** start of DATA PROVIDED **
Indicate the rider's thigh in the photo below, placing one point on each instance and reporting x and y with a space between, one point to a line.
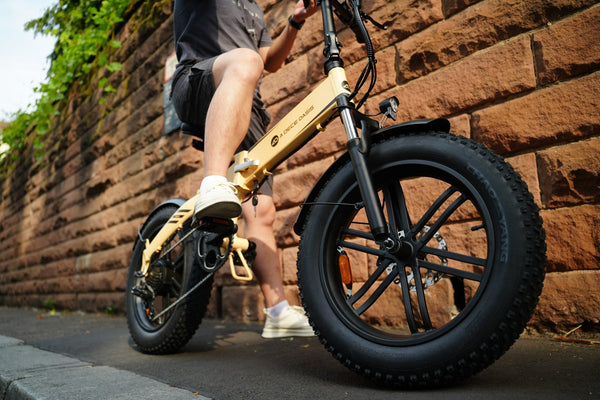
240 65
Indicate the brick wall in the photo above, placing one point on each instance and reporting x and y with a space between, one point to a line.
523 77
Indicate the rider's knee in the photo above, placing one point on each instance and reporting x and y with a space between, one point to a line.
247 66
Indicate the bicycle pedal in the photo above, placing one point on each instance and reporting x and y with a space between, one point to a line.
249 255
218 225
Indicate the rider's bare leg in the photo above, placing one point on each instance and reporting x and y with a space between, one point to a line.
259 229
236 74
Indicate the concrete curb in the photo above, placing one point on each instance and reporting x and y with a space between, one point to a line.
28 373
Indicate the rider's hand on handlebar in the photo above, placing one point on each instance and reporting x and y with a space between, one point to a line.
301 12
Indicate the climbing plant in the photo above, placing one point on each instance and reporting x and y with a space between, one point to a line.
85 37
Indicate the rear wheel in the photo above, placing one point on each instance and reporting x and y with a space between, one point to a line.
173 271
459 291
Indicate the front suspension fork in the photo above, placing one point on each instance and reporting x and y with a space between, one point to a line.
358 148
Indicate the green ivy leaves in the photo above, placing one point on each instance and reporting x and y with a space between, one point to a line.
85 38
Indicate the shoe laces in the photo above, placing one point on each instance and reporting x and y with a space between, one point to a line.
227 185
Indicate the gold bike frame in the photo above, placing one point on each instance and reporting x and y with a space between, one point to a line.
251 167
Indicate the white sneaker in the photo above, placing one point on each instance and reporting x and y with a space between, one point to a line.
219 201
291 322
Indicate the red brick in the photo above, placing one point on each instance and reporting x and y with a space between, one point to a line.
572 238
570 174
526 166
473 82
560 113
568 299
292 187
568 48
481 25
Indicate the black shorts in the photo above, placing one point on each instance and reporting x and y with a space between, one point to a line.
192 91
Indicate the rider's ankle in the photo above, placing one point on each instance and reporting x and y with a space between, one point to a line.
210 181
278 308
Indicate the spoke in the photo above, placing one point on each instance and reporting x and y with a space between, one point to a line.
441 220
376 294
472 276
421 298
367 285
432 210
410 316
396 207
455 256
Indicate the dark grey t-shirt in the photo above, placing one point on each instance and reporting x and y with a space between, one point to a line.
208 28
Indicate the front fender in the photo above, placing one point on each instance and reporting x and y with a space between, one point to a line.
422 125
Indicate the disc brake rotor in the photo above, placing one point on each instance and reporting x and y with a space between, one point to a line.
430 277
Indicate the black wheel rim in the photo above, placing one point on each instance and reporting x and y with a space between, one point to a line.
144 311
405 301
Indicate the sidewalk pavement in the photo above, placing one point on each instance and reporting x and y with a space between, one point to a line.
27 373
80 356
** end of DATA PROVIDED **
** start of DATA PROVIDED **
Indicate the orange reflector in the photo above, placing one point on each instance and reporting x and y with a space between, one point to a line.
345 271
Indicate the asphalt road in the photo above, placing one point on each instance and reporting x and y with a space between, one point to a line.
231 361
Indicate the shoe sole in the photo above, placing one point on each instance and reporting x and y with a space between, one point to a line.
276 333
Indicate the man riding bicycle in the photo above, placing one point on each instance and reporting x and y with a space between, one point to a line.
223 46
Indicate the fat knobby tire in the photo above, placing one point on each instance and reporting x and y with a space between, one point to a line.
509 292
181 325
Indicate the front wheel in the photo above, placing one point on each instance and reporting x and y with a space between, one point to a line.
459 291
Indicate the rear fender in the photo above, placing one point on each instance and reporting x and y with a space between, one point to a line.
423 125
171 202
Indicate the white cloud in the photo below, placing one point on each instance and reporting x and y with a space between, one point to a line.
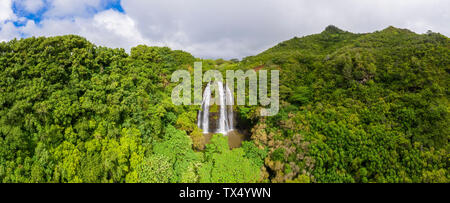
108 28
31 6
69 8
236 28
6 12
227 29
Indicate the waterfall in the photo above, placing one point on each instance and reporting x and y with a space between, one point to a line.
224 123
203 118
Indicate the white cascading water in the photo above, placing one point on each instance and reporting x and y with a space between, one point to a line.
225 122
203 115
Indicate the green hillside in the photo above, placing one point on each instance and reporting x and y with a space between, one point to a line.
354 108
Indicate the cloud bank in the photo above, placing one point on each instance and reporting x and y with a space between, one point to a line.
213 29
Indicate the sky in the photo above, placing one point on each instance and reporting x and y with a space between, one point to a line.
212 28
** end of DATA PROVIDED **
REQUIREMENT >>
Find each line in the data above that contains the string "front", and copy those lines out. Matching is case-sensitive.

ANSWER IN FULL >>
Indicate the front suspension fork in the photo above, placing one point on each instance and reporting x and y with a space between, one point to a line.
Indicate the front fender in the photo above, placing one point on each instance and reporting x and y with a space between, one point to a line.
Indicate the front wheel in the photo above, placing one point on each instance and reporting x and y with a space between, one point to a line.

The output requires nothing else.